Everyone experiences periods of stress, sadness, grief and conflict, so it can be hard to know if it’s time to see a professional about the problem or issue. Those who would benefit from some therapeutic intervention are not seeking it. One in five adults suffer from some form of mental illness.
Aside from suffering needlessly, those in distress may actually make the problem worse by avoiding professional help.
Mental health professionals attribute this low rate of treatment to the stigma and many myths attached to seeing a therapist. Among them, the concern that only “crazy” people need therapy or that accepting help is a sign of weakness, or that the treatment options will be time-consuming and expensive. This is not true.
“As we work to create light for others, we naturally light our own way.” – Mary Anne Radmacher
There is still an unjustified stigma around mental illnesses, however the benefits of psychotherapy can be viewed more like stress-relievers, and exercising, eating right and strategies that help make life easier, and help to remove stressors can also be integrated.
Feeling overcome with anger or sadness on a regular basis could indicate an underlying issue, but there’s another intensity to be on the lookout for; catastrophising. When an unforeseen challenge appears, do you immediately assume the worst case scenario will take place? This is an intense form of anxiety which can lead to panic attacks and even cause you to avoid things that are important in your life. If your day to day routine gets more constricted because you’re avoiding things, it is probably time to see someone.
The pain of a death in the family, a breakup or job loss can be enough to require some counselling. We tend to think these feelings are going to go away without support, and this isn’t always the case.

------------------------

### Directions for this task
Reproduce the passage from the text about seeking therapy, starting at "Aside from suffering" and ending at "also be integrated.". Rely only on the text about seeking therapy.

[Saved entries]
------------------------

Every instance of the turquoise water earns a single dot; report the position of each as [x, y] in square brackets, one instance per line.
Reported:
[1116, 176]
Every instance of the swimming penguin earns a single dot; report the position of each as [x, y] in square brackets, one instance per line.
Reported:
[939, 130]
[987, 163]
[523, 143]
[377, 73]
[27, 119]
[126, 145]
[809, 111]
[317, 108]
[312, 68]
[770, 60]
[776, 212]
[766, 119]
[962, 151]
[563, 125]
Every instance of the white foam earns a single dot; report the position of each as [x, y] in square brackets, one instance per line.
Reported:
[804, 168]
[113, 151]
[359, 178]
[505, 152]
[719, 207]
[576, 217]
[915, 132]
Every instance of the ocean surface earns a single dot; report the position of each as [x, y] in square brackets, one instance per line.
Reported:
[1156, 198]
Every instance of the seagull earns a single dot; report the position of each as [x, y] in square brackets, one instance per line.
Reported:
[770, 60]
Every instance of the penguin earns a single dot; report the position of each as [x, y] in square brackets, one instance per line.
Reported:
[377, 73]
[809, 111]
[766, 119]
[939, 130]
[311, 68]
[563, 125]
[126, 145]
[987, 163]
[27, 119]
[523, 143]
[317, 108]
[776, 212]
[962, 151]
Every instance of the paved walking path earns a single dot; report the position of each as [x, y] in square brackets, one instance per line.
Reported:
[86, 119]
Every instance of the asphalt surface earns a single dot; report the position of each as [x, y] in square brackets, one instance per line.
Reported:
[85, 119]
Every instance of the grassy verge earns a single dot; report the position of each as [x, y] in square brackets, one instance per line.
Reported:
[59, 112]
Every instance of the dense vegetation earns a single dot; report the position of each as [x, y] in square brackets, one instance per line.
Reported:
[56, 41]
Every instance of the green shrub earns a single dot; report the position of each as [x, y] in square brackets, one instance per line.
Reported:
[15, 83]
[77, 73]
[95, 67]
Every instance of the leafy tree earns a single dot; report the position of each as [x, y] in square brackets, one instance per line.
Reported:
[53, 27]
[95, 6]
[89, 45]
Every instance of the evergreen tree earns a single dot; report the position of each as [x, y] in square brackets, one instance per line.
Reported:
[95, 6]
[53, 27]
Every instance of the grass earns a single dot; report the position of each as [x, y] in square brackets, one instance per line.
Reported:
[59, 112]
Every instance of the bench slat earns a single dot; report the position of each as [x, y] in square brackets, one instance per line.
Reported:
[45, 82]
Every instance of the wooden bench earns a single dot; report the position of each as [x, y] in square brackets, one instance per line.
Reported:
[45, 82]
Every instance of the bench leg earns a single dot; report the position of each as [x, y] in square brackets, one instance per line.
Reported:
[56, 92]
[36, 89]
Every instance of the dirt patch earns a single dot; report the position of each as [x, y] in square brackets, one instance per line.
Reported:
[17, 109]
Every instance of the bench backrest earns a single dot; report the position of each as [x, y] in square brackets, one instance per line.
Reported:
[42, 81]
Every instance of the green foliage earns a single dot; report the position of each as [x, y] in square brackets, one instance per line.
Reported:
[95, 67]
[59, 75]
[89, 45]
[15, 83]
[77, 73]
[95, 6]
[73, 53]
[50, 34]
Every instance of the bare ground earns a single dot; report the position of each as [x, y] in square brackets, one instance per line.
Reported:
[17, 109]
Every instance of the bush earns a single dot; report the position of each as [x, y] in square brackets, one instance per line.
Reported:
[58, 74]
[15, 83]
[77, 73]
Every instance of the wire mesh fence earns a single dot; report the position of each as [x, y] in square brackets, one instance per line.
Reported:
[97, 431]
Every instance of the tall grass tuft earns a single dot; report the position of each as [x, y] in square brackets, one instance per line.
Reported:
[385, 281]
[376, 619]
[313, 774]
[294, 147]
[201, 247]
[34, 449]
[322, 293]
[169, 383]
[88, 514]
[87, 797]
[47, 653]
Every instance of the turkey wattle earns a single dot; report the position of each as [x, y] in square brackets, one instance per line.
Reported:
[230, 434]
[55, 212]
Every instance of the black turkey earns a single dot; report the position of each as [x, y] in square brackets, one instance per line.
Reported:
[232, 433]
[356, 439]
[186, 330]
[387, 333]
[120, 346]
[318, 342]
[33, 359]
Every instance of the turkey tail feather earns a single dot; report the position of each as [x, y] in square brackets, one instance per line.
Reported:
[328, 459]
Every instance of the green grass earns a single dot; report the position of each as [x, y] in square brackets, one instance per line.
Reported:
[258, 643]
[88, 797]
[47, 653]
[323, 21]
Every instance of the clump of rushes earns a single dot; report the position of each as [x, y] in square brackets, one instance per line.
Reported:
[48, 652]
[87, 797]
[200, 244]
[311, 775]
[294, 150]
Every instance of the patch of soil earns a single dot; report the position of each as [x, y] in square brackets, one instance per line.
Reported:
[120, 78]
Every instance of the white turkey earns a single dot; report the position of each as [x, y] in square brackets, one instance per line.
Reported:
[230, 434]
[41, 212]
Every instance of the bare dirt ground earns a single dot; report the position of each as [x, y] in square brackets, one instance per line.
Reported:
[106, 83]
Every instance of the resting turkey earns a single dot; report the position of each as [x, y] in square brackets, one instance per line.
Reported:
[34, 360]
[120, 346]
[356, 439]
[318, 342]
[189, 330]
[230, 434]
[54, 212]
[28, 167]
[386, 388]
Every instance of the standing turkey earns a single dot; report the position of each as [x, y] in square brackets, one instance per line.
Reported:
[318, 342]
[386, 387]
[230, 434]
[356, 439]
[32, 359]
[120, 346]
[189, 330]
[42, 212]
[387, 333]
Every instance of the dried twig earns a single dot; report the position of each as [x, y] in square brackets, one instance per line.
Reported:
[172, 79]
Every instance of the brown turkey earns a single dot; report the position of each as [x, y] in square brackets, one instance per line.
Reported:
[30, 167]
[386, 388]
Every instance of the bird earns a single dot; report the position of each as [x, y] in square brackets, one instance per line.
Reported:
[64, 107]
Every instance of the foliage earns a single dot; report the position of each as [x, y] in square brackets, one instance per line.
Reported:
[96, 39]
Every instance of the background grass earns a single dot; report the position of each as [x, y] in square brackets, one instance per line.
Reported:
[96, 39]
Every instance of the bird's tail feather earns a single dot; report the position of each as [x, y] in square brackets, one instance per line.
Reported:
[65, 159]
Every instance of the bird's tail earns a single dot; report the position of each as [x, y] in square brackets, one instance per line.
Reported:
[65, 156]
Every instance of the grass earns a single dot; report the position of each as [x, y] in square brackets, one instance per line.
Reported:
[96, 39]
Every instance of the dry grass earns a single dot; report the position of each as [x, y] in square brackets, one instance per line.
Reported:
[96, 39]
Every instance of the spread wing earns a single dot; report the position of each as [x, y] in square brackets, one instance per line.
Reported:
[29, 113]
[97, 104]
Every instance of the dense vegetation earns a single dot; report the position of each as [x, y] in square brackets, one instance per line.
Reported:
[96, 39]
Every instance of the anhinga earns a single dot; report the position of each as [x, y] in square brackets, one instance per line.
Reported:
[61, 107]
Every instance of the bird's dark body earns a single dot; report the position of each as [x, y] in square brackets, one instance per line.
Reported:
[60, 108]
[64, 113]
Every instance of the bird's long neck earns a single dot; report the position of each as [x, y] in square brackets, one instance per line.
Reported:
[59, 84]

------------------------

### Answer to this task
Aside from suffering needlessly, those in distress may actually make the problem worse by avoiding professional help.
Mental health professionals attribute this low rate of treatment to the stigma and many myths attached to seeing a therapist. Among them, the concern that only “crazy” people need therapy or that accepting help is a sign of weakness, or that the treatment options will be time-consuming and expensive. This is not true.
“As we work to create light for others, we naturally light our own way.” – Mary Anne Radmacher
There is still an unjustified stigma around mental illnesses, however the benefits of psychotherapy can be viewed more like stress-relievers, and exercising, eating right and strategies that help make life easier, and help to remove stressors can also be integrated.